[Entries drawn from a collection]
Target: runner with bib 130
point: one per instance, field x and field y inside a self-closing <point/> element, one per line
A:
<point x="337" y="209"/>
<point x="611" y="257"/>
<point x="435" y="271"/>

* Brief: Can you format every line of the entries above as a JSON list of strings, one string per line, with blank lines left out?

* Reply to the exercise:
[
  "Target: runner with bib 130",
  "point: one per instance, field x and field y inside a self-closing <point/> element, one per line",
  "A:",
  "<point x=\"337\" y=\"209\"/>",
  "<point x=\"611\" y=\"257\"/>",
  "<point x=\"435\" y=\"271\"/>"
]